EXTRACT:
==============================

The quarter included sales of 14 buildings for a total disposition price of approximately $120 million, bringing the year’s disposition total to $200 million. In addition, we generated net profits from our development-for-sale and contribution programs of $3.9 million in the quarter and $8.0 million in the full year 2004.

In other investment activity during the quarter, we announced our planned acquisition of an approximate 41% interest in G. Acción S.A. de C.V. (G. Acción), a Mexican public real estate company. We began developing industrial real estate with G. Acción in Mexico in early 2002. Since then, our activity in Mexico City and Guadalajara has included approximately 3.1 million square feet of acquisition and development.

==============================

BRIEF:
Reproduce the passage on building sales and the G. Acción stake word for word, keeping its paragraph break.

INFORMATION SUPPLIED:
==============================

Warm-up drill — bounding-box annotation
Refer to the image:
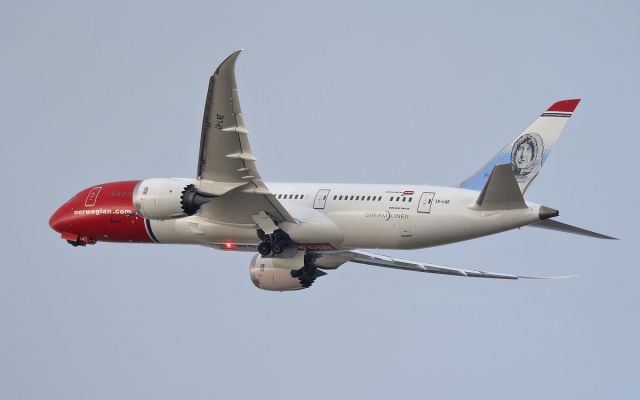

==============================

RESULT:
The quarter included sales of 14 buildings for a total disposition price of approximately $120 million, bringing the year’s disposition total to $200 million. In addition, we generated net profits from our development-for-sale and contribution programs of $3.9 million in the quarter and $8.0 million in the full year 2004.

In other investment activity during the quarter, we announced our planned acquisition of an approximate 41% interest in G. Acción S.A. de C.V. (G. Acción), a Mexican public real estate company. We began developing industrial real estate with G. Acción in Mexico in early 2002. Since then, our activity in Mexico City and Guadalajara has included approximately 3.1 million square feet of acquisition and development.